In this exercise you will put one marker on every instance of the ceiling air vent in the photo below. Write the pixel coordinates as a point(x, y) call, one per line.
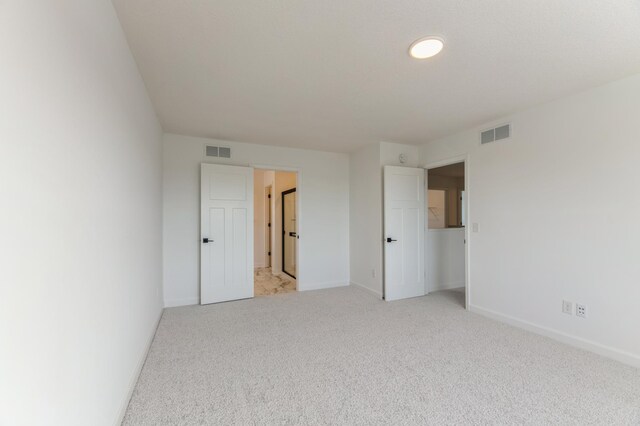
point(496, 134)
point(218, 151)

...

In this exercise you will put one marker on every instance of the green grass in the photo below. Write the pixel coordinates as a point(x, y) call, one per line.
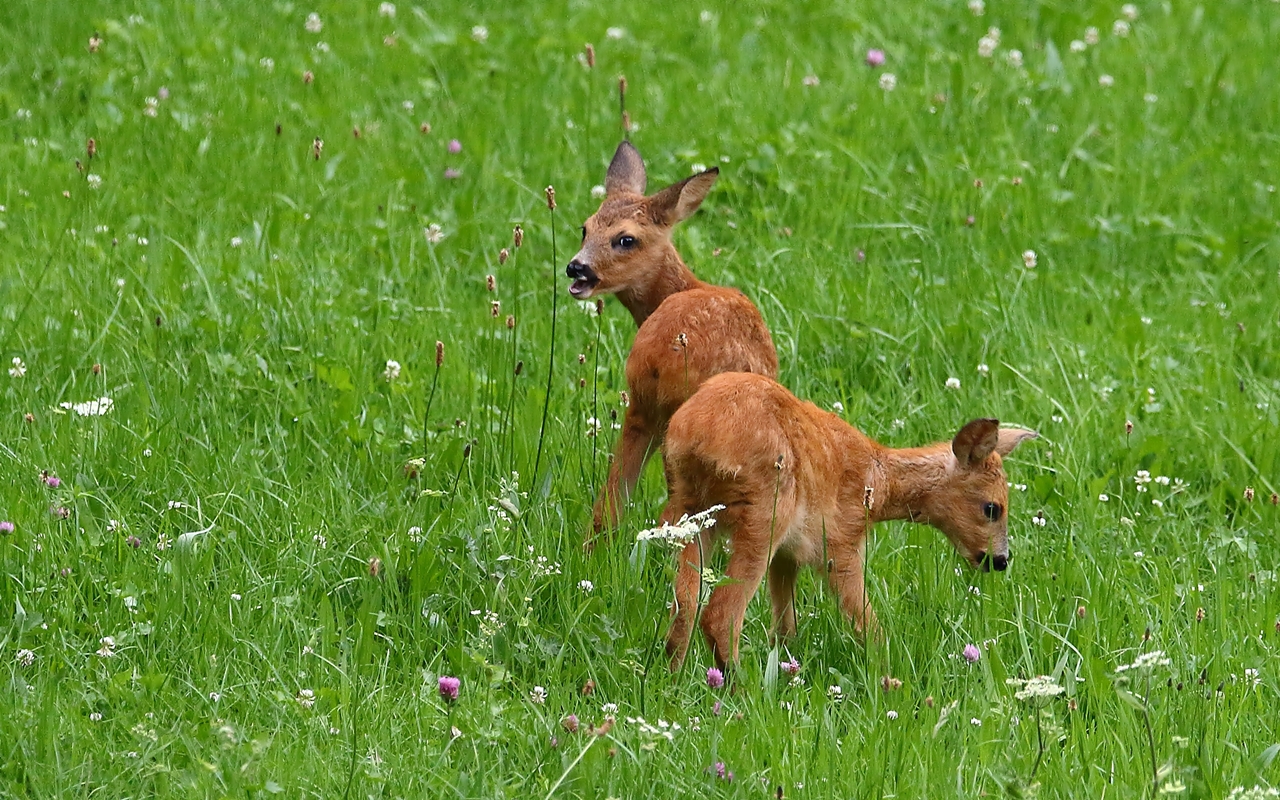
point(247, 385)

### Do this
Extract verbatim the lines between the one holding "of the ceiling" and the one holding "point(218, 151)", inclusive, and leave any pictures out of your answer.

### Solution below
In this exercise you will put one marker on every instance of the ceiling air vent in the photo below. Write the pixel coordinates as a point(x, y) call, one per line.
point(496, 134)
point(218, 151)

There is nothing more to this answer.